TASK GOAL :: In the news report on Wilbert Jones, starting with "BATON ROUGE, La." and going on through "authorities withheld evidence.", switch every "Tuesday" to "Wednesday" and give that part back.

BATON ROUGE, La. (AP) — A Louisiana man could be freed Tuesday after nearly 50 years in prison for a rape conviction recently thrown out by a judge who concluded authorities withheld evidence.
State District Court Judge Richard Anderson overturned Wilbert Jones’ conviction Oct. 31, saying the case against him was “weak, at best” and authorities withheld evidence that could have exonerated Jones decades ago.
Anderson scheduled a hearing Tuesday to hear arguments over whether Jones should be released. Defense attorneys’ want Jones released immediately or freed on “minimal” bail.
East Baton Rouge Parish District Attorney Hillar Moore’s office is asking the Louisiana Supreme Court to review the judge’s decision. In the meantime, prosecutors want Jones to stay behind bars.
Jones, now 65, was 19 when police arrested him on suspicion of abducting a nurse at gunpoint from a Baton Rouge hospital’s parking lot and raping her behind a building on the night of Oct. 2, 1971. Jones was convicted of aggravated rape at a 1974 retrial and sentenced to life in prison without the possibility of parole.
In his ruling, Anderson said authorities concealed “highly favorable” evidence that the crime was committed by another man linked to two similar attacks.
The state’s case against Jones “rested entirely” on the nurse’s testimony and her “questionable identification” of Jones as her assailant, the judge wrote. The nurse, who died in 2008, picked Jones out of a police lineup more than three months after the rape. But she also told police that the man who raped her was taller and had a “much rougher” voice than Jones had.
Jones’ lawyers claim the nurse’s description matches a man who was arrested but never charged in the rape of a woman abducted from the parking lot of another Baton Rouge hospital, 27 days after the nurse’s attack. The same man also was arrested on suspicion of raping yet another woman in 1973, but was only charged and convicted of armed robbery in that case.
Anderson said the evidence shows police knew of the similarities between that man and the nurse’s description of her attacker.
“Nevertheless, the state failed to provide this information to the defense,” he wrote.
Moore’s office has denied that authorities withheld any relevant evidence about other Baton Rouge rapists.
“The state was not obligated to document for the defense every rape or abduction that occurred in Baton Rouge from 1971 to 1974,” prosecutors wrote in February.
Jones’ attorneys from Innocence Project New Orleans describe him as a “highly trusted prisoner and a frail, aging man” who doesn’t pose a danger to the community. The late nurse’s husband isn’t opposed to his release, they wrote in a court filing last week.
“He feels that Mr. Jones has been in prison long enough and that he should be able to get out and spend his remaining years with his family,” the lawyers wrote.
Another trial for Jones is “difficult to conceive” since prosecutors likely would be barred from using the nurse’s old trial testimony, defense attorneys argued.
“Without this identification evidence, the state has no evidence with which to prosecute Mr. Jones,” they wrote.
Jones’ attorneys claim that a prosecutor who secured his conviction had a track record of withholding evidence favorable to defendants. A 1974 opinion by a state Supreme Court justice said the prosecutor was responsible for 11 reversed convictions over the preceding year — “an incredible statistic for a single prosecutor,” the justices noted.

INFORMATION SUPPLIED ::
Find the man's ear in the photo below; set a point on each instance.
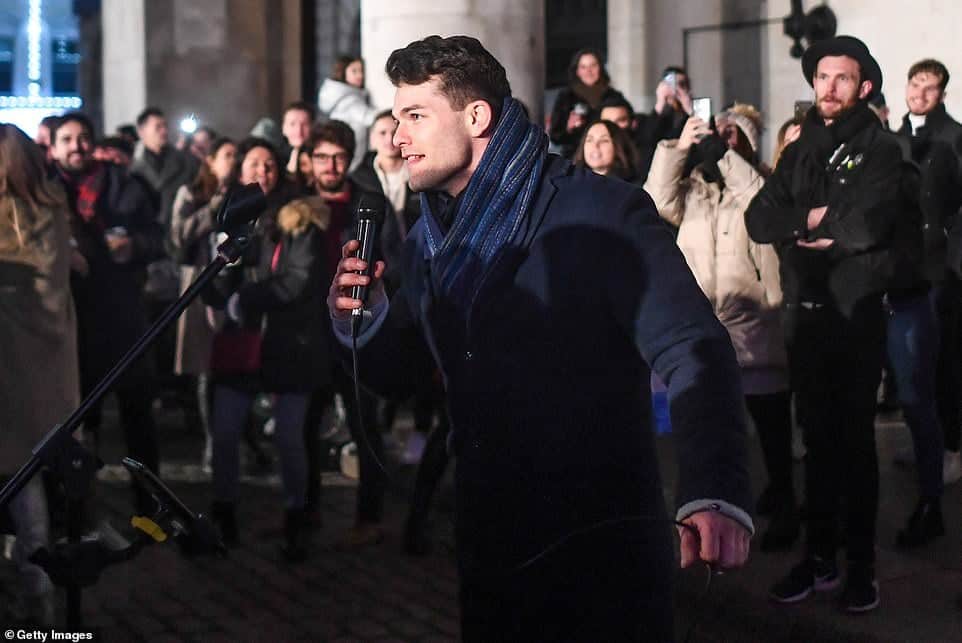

EXERCISE ANSWER ::
BATON ROUGE, La. (AP) — A Louisiana man could be freed Wednesday after nearly 50 years in prison for a rape conviction recently thrown out by a judge who concluded authorities withheld evidence.